Put every line of the rows below into a JSON list of strings, one string per line, and leave out the blank lines.
=-=-=-=-=
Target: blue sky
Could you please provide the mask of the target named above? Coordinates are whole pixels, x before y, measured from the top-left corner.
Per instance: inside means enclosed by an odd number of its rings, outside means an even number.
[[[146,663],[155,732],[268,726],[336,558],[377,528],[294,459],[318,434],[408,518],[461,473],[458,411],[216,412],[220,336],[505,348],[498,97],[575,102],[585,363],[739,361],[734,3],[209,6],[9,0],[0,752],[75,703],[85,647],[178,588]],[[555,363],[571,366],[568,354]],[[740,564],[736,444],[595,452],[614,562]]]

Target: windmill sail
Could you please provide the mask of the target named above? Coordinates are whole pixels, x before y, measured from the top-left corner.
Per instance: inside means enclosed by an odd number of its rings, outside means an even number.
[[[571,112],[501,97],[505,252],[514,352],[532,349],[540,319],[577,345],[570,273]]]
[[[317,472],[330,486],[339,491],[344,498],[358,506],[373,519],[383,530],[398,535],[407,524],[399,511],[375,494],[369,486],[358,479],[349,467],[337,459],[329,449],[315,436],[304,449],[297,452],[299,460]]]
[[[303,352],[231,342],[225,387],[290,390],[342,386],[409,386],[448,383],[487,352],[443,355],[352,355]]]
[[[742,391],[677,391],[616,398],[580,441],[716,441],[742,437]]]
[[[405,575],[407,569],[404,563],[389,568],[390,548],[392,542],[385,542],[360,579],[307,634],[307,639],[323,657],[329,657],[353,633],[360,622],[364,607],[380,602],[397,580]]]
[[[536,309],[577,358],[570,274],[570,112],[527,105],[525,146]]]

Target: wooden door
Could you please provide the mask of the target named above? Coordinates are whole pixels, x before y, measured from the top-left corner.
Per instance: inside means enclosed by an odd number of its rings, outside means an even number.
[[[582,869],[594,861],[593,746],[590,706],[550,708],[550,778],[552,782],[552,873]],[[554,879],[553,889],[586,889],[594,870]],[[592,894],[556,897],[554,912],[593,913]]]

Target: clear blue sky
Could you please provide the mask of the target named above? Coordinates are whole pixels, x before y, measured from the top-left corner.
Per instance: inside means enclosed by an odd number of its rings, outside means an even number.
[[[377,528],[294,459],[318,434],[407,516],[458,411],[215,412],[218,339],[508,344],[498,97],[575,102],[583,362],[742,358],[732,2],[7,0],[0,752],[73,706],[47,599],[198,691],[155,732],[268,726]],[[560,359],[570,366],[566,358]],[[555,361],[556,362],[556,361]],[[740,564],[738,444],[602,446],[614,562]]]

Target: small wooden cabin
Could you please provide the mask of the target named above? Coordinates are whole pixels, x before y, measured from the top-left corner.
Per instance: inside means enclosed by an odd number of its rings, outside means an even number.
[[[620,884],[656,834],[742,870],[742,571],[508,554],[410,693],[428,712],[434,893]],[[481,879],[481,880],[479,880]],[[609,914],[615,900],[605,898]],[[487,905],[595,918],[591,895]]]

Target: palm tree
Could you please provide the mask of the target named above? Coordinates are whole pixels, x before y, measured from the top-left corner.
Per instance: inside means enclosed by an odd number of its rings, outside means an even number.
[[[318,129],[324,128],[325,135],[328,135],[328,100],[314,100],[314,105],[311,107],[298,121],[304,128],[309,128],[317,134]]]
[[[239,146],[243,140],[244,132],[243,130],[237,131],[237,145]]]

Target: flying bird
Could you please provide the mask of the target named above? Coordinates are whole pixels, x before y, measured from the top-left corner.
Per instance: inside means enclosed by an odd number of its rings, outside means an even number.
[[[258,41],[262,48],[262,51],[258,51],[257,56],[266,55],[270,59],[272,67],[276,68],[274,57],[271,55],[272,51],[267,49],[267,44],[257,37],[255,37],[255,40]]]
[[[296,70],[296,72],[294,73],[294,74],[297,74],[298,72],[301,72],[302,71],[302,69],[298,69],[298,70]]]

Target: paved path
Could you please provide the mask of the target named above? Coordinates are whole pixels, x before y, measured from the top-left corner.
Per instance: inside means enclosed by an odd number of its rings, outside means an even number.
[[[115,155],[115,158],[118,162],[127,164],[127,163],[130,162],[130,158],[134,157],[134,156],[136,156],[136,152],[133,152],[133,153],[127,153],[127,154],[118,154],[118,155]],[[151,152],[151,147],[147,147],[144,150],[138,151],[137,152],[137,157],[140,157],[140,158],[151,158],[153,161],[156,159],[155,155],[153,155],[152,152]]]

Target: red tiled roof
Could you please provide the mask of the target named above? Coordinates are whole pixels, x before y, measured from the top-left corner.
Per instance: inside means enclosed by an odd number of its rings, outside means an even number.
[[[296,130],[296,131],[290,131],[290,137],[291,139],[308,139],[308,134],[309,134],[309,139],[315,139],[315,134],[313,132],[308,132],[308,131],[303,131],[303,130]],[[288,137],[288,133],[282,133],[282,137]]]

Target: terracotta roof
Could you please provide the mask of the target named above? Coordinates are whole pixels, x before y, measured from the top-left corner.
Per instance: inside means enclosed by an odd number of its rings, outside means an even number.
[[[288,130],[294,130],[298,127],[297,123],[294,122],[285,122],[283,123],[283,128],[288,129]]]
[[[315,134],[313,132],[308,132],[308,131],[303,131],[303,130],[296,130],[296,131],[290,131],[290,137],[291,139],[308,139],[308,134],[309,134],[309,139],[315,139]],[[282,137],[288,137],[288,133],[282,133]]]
=-=-=-=-=
**Answer to the exercise**
[
  "Target: blue sky",
  "Could you please provide the mask of the target named above? Coordinates are whole pixels, x before y, measured from the top-left corner.",
  "Per instance: inside means enclosed by an odd number of its rings, outside means an even number.",
  "[[[146,663],[155,732],[268,726],[336,558],[377,528],[294,459],[318,434],[408,518],[461,473],[458,411],[216,412],[220,336],[505,348],[498,97],[575,102],[585,363],[739,361],[734,3],[209,6],[9,0],[0,752],[75,703],[85,647],[178,588]],[[555,363],[571,366],[568,354]],[[740,564],[736,444],[595,452],[614,562]]]",
  "Target: windmill sail",
  "Could you please provide the mask of the target named above? Coordinates are whole pixels, x before y, measured from the top-left corner.",
  "Per instance: inside means enclosed by an odd number of its rings, outside means an even number.",
  "[[[571,112],[501,97],[505,252],[514,352],[532,349],[540,319],[577,345],[570,273]]]",
  "[[[317,472],[330,486],[339,491],[344,498],[358,506],[373,519],[383,530],[398,535],[407,524],[399,511],[375,494],[369,486],[358,479],[349,467],[337,459],[329,449],[315,436],[304,449],[297,452],[299,460]]]",
  "[[[303,352],[231,342],[225,387],[290,390],[342,386],[409,386],[448,383],[487,352],[443,355],[352,355]]]",
  "[[[742,391],[677,391],[616,398],[580,441],[716,441],[742,437]]]",
  "[[[405,575],[407,569],[404,563],[389,568],[390,548],[392,542],[385,542],[360,579],[307,634],[307,639],[323,657],[329,657],[353,633],[360,622],[364,607],[380,602],[397,580]]]",
  "[[[536,309],[577,358],[570,274],[570,112],[527,105],[525,146]]]",
  "Target: wooden door",
  "Could you please provide the mask of the target named above? Coordinates are whole pixels, x before y, measured from the top-left corner.",
  "Per instance: inside means enclosed by an odd number of its rings, outside means an even number.",
  "[[[582,869],[594,861],[593,746],[590,706],[550,708],[550,778],[552,782],[552,873]],[[554,879],[553,889],[586,889],[594,870]],[[592,894],[556,897],[554,912],[593,913]]]",
  "Target: clear blue sky",
  "Could you please provide the mask of the target named above? Coordinates are whole pixels, x before y, measured from the top-left corner.",
  "Per instance: inside means enclosed by an odd number of its rings, outside means an even number.",
  "[[[377,528],[294,459],[318,434],[407,516],[458,411],[215,412],[218,339],[508,344],[498,97],[575,102],[583,362],[742,358],[732,2],[7,0],[0,752],[73,706],[47,599],[198,691],[155,732],[268,726]],[[560,359],[570,366],[566,358]],[[555,361],[556,362],[556,361]],[[740,564],[738,444],[602,446],[614,562]]]",
  "Target: small wooden cabin",
  "Could you please provide the mask of the target named above? Coordinates are whole pixels, x before y, measured from the top-left corner.",
  "Per instance: inside means enclosed by an odd number of its rings, outside means an even number.",
  "[[[620,884],[656,834],[742,870],[742,571],[508,554],[410,693],[428,712],[434,893]],[[481,879],[481,880],[479,880]],[[609,914],[615,900],[605,898]],[[487,905],[595,918],[591,895]]]",
  "Target: palm tree",
  "Could you please provide the mask of the target named above? Coordinates are whole pixels, x before y, measured from the top-left corner.",
  "Per instance: inside means enclosed by an odd number of its rings, outside means an even number.",
  "[[[318,129],[324,128],[325,135],[328,135],[328,100],[314,100],[314,105],[311,107],[298,121],[304,128],[309,128],[317,134]]]",
  "[[[239,146],[243,140],[244,132],[243,130],[237,131],[237,145]]]",
  "Target: flying bird",
  "Could you please provide the mask of the target named above? Coordinates are whole pixels, x before y, measured from the top-left corner.",
  "Per instance: inside means enclosed by an odd number of its rings, outside means an even number.",
  "[[[258,41],[262,48],[262,51],[258,51],[257,56],[266,55],[270,59],[272,67],[276,68],[274,57],[271,55],[272,51],[267,49],[267,44],[257,37],[255,37],[255,40]]]",
  "[[[296,70],[296,72],[294,73],[294,74],[297,74],[298,72],[301,72],[302,71],[302,69],[298,69],[298,70]]]",
  "Target: paved path",
  "Could you please provide the mask of the target named above? Coordinates are whole pixels, x before y, measured from the top-left corner.",
  "Per instance: inside means enclosed by an odd number of its rings, outside means an even number.",
  "[[[115,155],[115,158],[118,162],[127,164],[127,163],[130,162],[130,158],[134,157],[134,156],[136,156],[136,152],[133,152],[133,153],[127,153],[127,154],[118,154],[118,155]],[[151,152],[151,147],[147,147],[144,150],[138,151],[137,152],[137,157],[140,157],[140,158],[151,158],[153,161],[156,159],[155,155],[153,155],[152,152]]]",
  "Target: red tiled roof",
  "Could you please provide the mask of the target named above? Coordinates are whole pixels, x before y, measured from the top-left corner.",
  "Per instance: inside means enclosed by an odd number of its rings, outside means an even number.",
  "[[[296,130],[296,131],[290,131],[290,137],[291,139],[308,139],[308,134],[309,134],[309,139],[315,139],[315,134],[313,132],[308,132],[308,131],[303,131],[303,130]],[[288,137],[288,133],[282,133],[282,137]]]",
  "Target: terracotta roof",
  "Could you please provide the mask of the target named above? Coordinates are whole pixels, x before y, measured from the top-left corner.",
  "Per instance: inside means enclosed by an odd number of its rings, outside means an even number.",
  "[[[288,130],[294,130],[298,127],[297,123],[294,122],[285,122],[283,123],[283,128],[288,129]]]",
  "[[[315,134],[313,132],[308,132],[308,131],[303,131],[303,130],[296,130],[296,131],[290,131],[290,137],[291,139],[308,139],[308,134],[309,134],[309,139],[315,139]],[[282,137],[288,137],[288,133],[282,133]]]"
]